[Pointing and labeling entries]
-.-.-
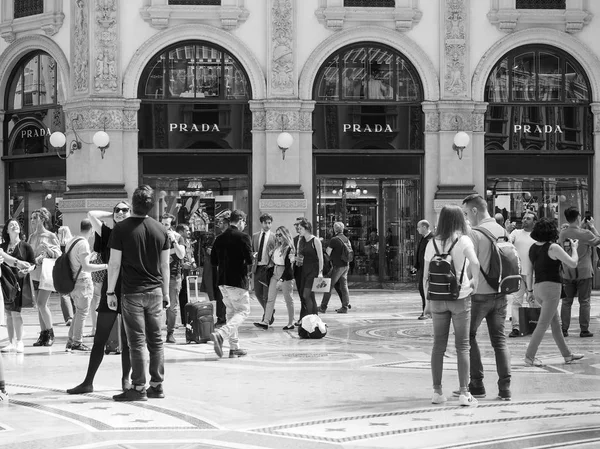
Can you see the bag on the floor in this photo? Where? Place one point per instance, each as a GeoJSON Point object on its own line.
{"type": "Point", "coordinates": [200, 322]}
{"type": "Point", "coordinates": [10, 284]}
{"type": "Point", "coordinates": [528, 319]}
{"type": "Point", "coordinates": [62, 275]}
{"type": "Point", "coordinates": [312, 327]}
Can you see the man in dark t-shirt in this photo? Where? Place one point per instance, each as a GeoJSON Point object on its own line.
{"type": "Point", "coordinates": [139, 246]}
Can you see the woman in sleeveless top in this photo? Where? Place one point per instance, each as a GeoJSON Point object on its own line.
{"type": "Point", "coordinates": [106, 316]}
{"type": "Point", "coordinates": [312, 267]}
{"type": "Point", "coordinates": [451, 238]}
{"type": "Point", "coordinates": [546, 257]}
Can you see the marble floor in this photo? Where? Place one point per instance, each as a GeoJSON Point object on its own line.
{"type": "Point", "coordinates": [367, 384]}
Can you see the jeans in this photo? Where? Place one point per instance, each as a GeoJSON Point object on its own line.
{"type": "Point", "coordinates": [583, 289]}
{"type": "Point", "coordinates": [492, 307]}
{"type": "Point", "coordinates": [338, 274]}
{"type": "Point", "coordinates": [142, 314]}
{"type": "Point", "coordinates": [82, 298]}
{"type": "Point", "coordinates": [286, 287]}
{"type": "Point", "coordinates": [443, 312]}
{"type": "Point", "coordinates": [548, 295]}
{"type": "Point", "coordinates": [173, 310]}
{"type": "Point", "coordinates": [237, 301]}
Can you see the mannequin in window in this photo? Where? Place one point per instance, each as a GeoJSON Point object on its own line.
{"type": "Point", "coordinates": [377, 87]}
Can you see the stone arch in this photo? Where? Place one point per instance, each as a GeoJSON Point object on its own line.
{"type": "Point", "coordinates": [180, 33]}
{"type": "Point", "coordinates": [21, 47]}
{"type": "Point", "coordinates": [400, 42]}
{"type": "Point", "coordinates": [564, 41]}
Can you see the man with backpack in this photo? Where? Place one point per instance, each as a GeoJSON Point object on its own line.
{"type": "Point", "coordinates": [487, 302]}
{"type": "Point", "coordinates": [341, 254]}
{"type": "Point", "coordinates": [78, 253]}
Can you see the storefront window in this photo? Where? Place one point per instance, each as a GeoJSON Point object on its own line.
{"type": "Point", "coordinates": [379, 218]}
{"type": "Point", "coordinates": [546, 196]}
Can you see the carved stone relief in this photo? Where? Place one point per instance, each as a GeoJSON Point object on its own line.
{"type": "Point", "coordinates": [455, 49]}
{"type": "Point", "coordinates": [282, 52]}
{"type": "Point", "coordinates": [106, 48]}
{"type": "Point", "coordinates": [81, 52]}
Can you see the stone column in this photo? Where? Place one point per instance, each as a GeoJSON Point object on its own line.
{"type": "Point", "coordinates": [96, 180]}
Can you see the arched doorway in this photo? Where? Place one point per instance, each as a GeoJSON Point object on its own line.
{"type": "Point", "coordinates": [368, 155]}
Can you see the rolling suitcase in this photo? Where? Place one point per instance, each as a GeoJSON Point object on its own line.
{"type": "Point", "coordinates": [200, 323]}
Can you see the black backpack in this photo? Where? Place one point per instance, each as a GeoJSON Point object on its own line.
{"type": "Point", "coordinates": [443, 285]}
{"type": "Point", "coordinates": [62, 274]}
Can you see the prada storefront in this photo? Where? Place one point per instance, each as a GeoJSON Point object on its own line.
{"type": "Point", "coordinates": [368, 151]}
{"type": "Point", "coordinates": [195, 138]}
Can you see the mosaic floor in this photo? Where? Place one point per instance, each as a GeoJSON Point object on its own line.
{"type": "Point", "coordinates": [367, 384]}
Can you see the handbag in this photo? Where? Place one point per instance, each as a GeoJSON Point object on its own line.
{"type": "Point", "coordinates": [97, 276]}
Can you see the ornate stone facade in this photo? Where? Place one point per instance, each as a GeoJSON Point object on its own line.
{"type": "Point", "coordinates": [455, 58]}
{"type": "Point", "coordinates": [106, 38]}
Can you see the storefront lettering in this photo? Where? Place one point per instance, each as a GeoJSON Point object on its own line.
{"type": "Point", "coordinates": [527, 129]}
{"type": "Point", "coordinates": [35, 132]}
{"type": "Point", "coordinates": [356, 128]}
{"type": "Point", "coordinates": [194, 128]}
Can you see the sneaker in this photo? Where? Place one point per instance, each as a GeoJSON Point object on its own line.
{"type": "Point", "coordinates": [9, 348]}
{"type": "Point", "coordinates": [533, 362]}
{"type": "Point", "coordinates": [573, 357]}
{"type": "Point", "coordinates": [131, 395]}
{"type": "Point", "coordinates": [80, 347]}
{"type": "Point", "coordinates": [504, 395]}
{"type": "Point", "coordinates": [236, 353]}
{"type": "Point", "coordinates": [438, 398]}
{"type": "Point", "coordinates": [467, 400]}
{"type": "Point", "coordinates": [514, 333]}
{"type": "Point", "coordinates": [218, 343]}
{"type": "Point", "coordinates": [155, 392]}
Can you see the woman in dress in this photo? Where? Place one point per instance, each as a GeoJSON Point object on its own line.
{"type": "Point", "coordinates": [280, 264]}
{"type": "Point", "coordinates": [106, 316]}
{"type": "Point", "coordinates": [451, 238]}
{"type": "Point", "coordinates": [546, 257]}
{"type": "Point", "coordinates": [45, 244]}
{"type": "Point", "coordinates": [13, 244]}
{"type": "Point", "coordinates": [312, 267]}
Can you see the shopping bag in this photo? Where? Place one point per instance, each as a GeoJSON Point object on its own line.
{"type": "Point", "coordinates": [46, 282]}
{"type": "Point", "coordinates": [322, 285]}
{"type": "Point", "coordinates": [528, 319]}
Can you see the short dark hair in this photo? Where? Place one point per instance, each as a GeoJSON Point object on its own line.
{"type": "Point", "coordinates": [264, 217]}
{"type": "Point", "coordinates": [237, 215]}
{"type": "Point", "coordinates": [85, 225]}
{"type": "Point", "coordinates": [143, 199]}
{"type": "Point", "coordinates": [476, 200]}
{"type": "Point", "coordinates": [545, 230]}
{"type": "Point", "coordinates": [571, 214]}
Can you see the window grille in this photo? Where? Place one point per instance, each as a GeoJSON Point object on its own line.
{"type": "Point", "coordinates": [370, 3]}
{"type": "Point", "coordinates": [541, 4]}
{"type": "Point", "coordinates": [24, 8]}
{"type": "Point", "coordinates": [195, 2]}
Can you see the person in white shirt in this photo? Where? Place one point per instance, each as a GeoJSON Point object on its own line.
{"type": "Point", "coordinates": [522, 240]}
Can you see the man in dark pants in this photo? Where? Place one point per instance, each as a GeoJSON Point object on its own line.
{"type": "Point", "coordinates": [426, 235]}
{"type": "Point", "coordinates": [232, 255]}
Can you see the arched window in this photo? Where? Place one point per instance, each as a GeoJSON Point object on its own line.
{"type": "Point", "coordinates": [539, 99]}
{"type": "Point", "coordinates": [194, 96]}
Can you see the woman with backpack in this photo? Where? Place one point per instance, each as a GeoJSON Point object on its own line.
{"type": "Point", "coordinates": [13, 245]}
{"type": "Point", "coordinates": [106, 316]}
{"type": "Point", "coordinates": [448, 291]}
{"type": "Point", "coordinates": [45, 244]}
{"type": "Point", "coordinates": [280, 275]}
{"type": "Point", "coordinates": [546, 257]}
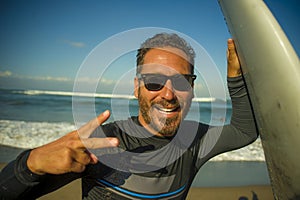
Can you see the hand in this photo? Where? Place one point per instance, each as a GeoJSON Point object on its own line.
{"type": "Point", "coordinates": [69, 153]}
{"type": "Point", "coordinates": [233, 63]}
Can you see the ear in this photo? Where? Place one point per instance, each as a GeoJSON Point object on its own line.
{"type": "Point", "coordinates": [136, 87]}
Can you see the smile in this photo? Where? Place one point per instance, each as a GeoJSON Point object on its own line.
{"type": "Point", "coordinates": [167, 110]}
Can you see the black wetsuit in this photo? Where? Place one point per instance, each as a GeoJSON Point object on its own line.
{"type": "Point", "coordinates": [144, 166]}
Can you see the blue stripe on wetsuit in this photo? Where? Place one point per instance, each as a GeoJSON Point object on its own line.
{"type": "Point", "coordinates": [144, 196]}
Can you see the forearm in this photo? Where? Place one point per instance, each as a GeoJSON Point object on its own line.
{"type": "Point", "coordinates": [18, 182]}
{"type": "Point", "coordinates": [240, 132]}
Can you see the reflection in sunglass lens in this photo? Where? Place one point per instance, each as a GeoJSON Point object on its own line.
{"type": "Point", "coordinates": [155, 82]}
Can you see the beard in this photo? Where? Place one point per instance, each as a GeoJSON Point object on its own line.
{"type": "Point", "coordinates": [166, 126]}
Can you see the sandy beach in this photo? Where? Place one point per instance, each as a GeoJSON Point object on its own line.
{"type": "Point", "coordinates": [72, 191]}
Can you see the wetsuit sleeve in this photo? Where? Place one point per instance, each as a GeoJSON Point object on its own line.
{"type": "Point", "coordinates": [18, 182]}
{"type": "Point", "coordinates": [240, 132]}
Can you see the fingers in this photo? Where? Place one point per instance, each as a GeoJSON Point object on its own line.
{"type": "Point", "coordinates": [95, 143]}
{"type": "Point", "coordinates": [230, 48]}
{"type": "Point", "coordinates": [86, 130]}
{"type": "Point", "coordinates": [233, 63]}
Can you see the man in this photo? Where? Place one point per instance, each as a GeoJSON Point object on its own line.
{"type": "Point", "coordinates": [155, 155]}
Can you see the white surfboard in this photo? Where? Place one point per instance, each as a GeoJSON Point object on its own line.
{"type": "Point", "coordinates": [273, 80]}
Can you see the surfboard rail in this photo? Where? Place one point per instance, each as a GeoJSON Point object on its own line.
{"type": "Point", "coordinates": [272, 75]}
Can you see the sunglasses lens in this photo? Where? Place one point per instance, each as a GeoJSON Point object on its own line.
{"type": "Point", "coordinates": [154, 82]}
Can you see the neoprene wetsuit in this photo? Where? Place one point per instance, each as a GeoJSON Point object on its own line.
{"type": "Point", "coordinates": [143, 166]}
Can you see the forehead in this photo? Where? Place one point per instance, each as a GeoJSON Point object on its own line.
{"type": "Point", "coordinates": [166, 59]}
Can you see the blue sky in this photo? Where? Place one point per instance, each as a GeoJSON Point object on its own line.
{"type": "Point", "coordinates": [44, 43]}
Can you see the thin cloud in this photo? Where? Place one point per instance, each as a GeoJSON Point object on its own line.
{"type": "Point", "coordinates": [75, 44]}
{"type": "Point", "coordinates": [5, 73]}
{"type": "Point", "coordinates": [40, 78]}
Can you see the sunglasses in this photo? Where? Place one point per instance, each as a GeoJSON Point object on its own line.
{"type": "Point", "coordinates": [155, 82]}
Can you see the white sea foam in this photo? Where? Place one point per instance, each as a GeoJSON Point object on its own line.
{"type": "Point", "coordinates": [33, 134]}
{"type": "Point", "coordinates": [102, 95]}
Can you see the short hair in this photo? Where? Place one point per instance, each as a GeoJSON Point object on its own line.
{"type": "Point", "coordinates": [164, 40]}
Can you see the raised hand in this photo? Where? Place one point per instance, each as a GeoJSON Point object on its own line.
{"type": "Point", "coordinates": [233, 63]}
{"type": "Point", "coordinates": [69, 153]}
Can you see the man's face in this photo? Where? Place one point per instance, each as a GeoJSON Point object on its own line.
{"type": "Point", "coordinates": [162, 111]}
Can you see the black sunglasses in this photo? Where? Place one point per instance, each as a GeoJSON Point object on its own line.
{"type": "Point", "coordinates": [155, 82]}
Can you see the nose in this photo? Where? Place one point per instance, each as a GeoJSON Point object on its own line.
{"type": "Point", "coordinates": [167, 92]}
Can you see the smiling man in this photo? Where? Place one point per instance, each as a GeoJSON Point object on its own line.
{"type": "Point", "coordinates": [154, 155]}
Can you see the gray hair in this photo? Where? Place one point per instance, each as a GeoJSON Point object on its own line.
{"type": "Point", "coordinates": [164, 40]}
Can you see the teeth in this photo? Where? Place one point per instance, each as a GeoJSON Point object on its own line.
{"type": "Point", "coordinates": [166, 109]}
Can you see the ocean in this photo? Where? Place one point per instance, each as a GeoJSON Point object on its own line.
{"type": "Point", "coordinates": [30, 118]}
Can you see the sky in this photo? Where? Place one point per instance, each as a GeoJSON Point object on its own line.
{"type": "Point", "coordinates": [45, 44]}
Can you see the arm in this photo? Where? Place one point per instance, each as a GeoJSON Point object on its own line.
{"type": "Point", "coordinates": [242, 129]}
{"type": "Point", "coordinates": [46, 168]}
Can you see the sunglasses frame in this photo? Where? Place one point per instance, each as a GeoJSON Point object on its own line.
{"type": "Point", "coordinates": [190, 78]}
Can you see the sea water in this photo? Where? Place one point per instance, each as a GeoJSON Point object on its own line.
{"type": "Point", "coordinates": [30, 118]}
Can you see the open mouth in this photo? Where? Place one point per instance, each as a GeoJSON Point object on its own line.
{"type": "Point", "coordinates": [167, 109]}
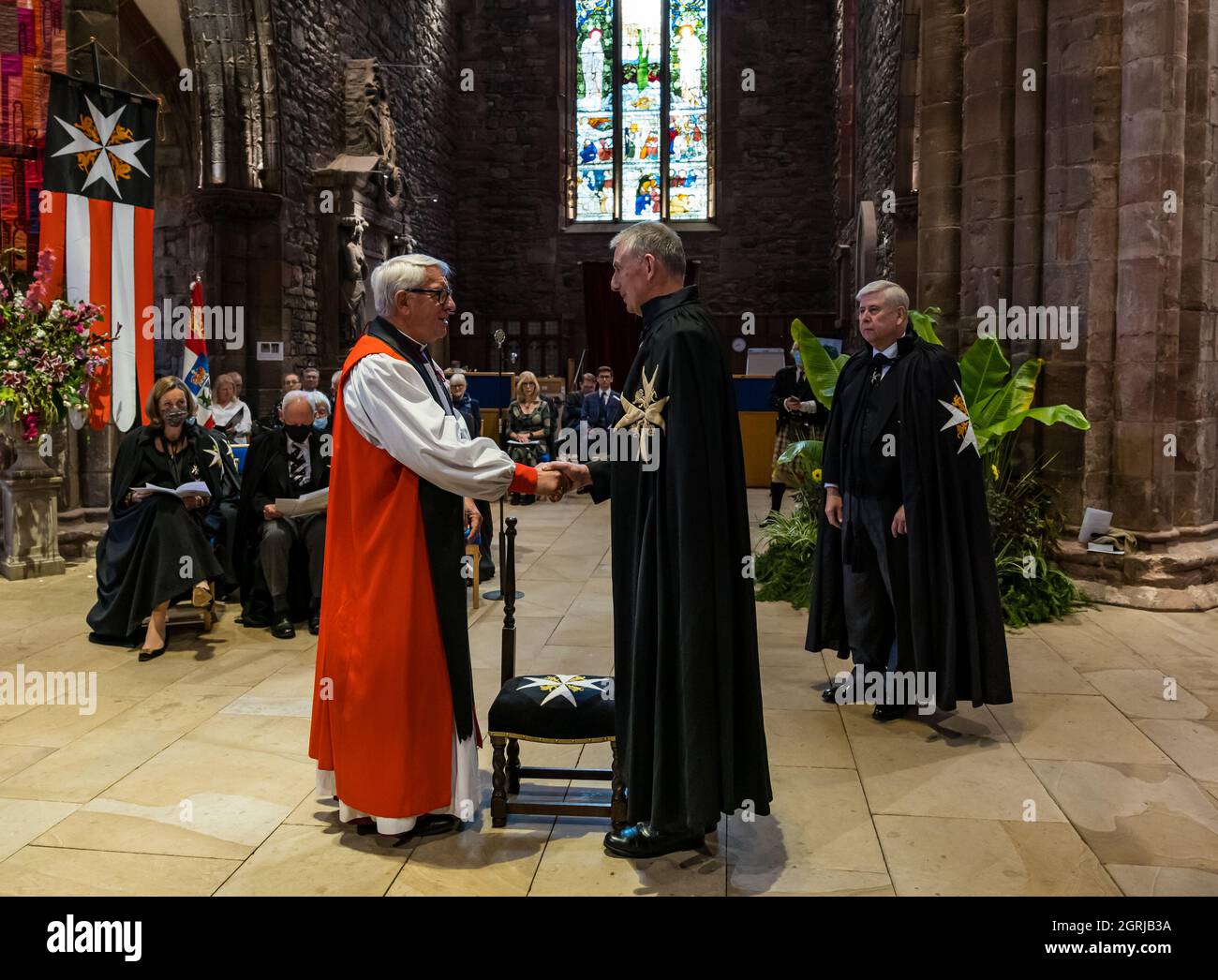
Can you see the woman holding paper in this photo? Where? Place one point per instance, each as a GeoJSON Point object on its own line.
{"type": "Point", "coordinates": [167, 481]}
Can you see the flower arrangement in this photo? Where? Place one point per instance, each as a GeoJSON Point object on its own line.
{"type": "Point", "coordinates": [48, 354]}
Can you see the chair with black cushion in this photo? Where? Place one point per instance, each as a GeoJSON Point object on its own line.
{"type": "Point", "coordinates": [548, 707]}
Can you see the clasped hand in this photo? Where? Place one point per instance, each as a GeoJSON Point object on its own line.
{"type": "Point", "coordinates": [558, 476]}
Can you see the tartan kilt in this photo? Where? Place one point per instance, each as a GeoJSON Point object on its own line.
{"type": "Point", "coordinates": [788, 432]}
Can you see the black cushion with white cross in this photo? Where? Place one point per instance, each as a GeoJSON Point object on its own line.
{"type": "Point", "coordinates": [555, 707]}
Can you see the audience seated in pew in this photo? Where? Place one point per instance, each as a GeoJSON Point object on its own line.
{"type": "Point", "coordinates": [281, 572]}
{"type": "Point", "coordinates": [158, 547]}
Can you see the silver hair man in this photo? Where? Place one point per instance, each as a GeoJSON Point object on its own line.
{"type": "Point", "coordinates": [892, 293]}
{"type": "Point", "coordinates": [656, 239]}
{"type": "Point", "coordinates": [401, 273]}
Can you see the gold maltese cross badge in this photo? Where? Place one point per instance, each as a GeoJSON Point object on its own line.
{"type": "Point", "coordinates": [645, 414]}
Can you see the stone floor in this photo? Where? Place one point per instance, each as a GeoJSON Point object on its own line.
{"type": "Point", "coordinates": [191, 777]}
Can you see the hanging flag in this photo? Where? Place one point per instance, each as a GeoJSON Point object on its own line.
{"type": "Point", "coordinates": [97, 218]}
{"type": "Point", "coordinates": [195, 369]}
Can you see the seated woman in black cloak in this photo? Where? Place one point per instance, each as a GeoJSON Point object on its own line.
{"type": "Point", "coordinates": [156, 548]}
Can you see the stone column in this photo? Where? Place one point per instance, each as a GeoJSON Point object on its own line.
{"type": "Point", "coordinates": [938, 248]}
{"type": "Point", "coordinates": [988, 158]}
{"type": "Point", "coordinates": [29, 498]}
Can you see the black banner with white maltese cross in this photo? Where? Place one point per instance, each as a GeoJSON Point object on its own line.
{"type": "Point", "coordinates": [100, 142]}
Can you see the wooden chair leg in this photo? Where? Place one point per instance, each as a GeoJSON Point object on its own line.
{"type": "Point", "coordinates": [512, 767]}
{"type": "Point", "coordinates": [498, 783]}
{"type": "Point", "coordinates": [617, 804]}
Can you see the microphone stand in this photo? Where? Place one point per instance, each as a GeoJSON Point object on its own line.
-.-.-
- What needs to be done: Please retype, exactly as written, every line from the line containing "Can you see the seated" through the last line of the records above, including both of those lines, and nothing else.

- Written reply:
Can you see the seated woman in black cloak in this photo? Where? Place one point per instance, each as a GeoJSON Point object on its own line.
{"type": "Point", "coordinates": [156, 548]}
Can you see the stone column in this photo? Where? Place one point per instance, each as a GeoJSON Point object on its own line.
{"type": "Point", "coordinates": [938, 248]}
{"type": "Point", "coordinates": [988, 158]}
{"type": "Point", "coordinates": [29, 498]}
Can you see the black banner with white maltese cross in this photo? Where? Place one point per instance, each as a GeoJSON Point object on its own line.
{"type": "Point", "coordinates": [100, 142]}
Can you see the wooden chair leg in this photo? Where? Place one point per instance, each as a GeoJSON Point object on its own line.
{"type": "Point", "coordinates": [512, 767]}
{"type": "Point", "coordinates": [498, 783]}
{"type": "Point", "coordinates": [617, 804]}
Can you see the microphone stand in this photo? Where? Place one point per instance, each as a GeoJSON Point object on its own line.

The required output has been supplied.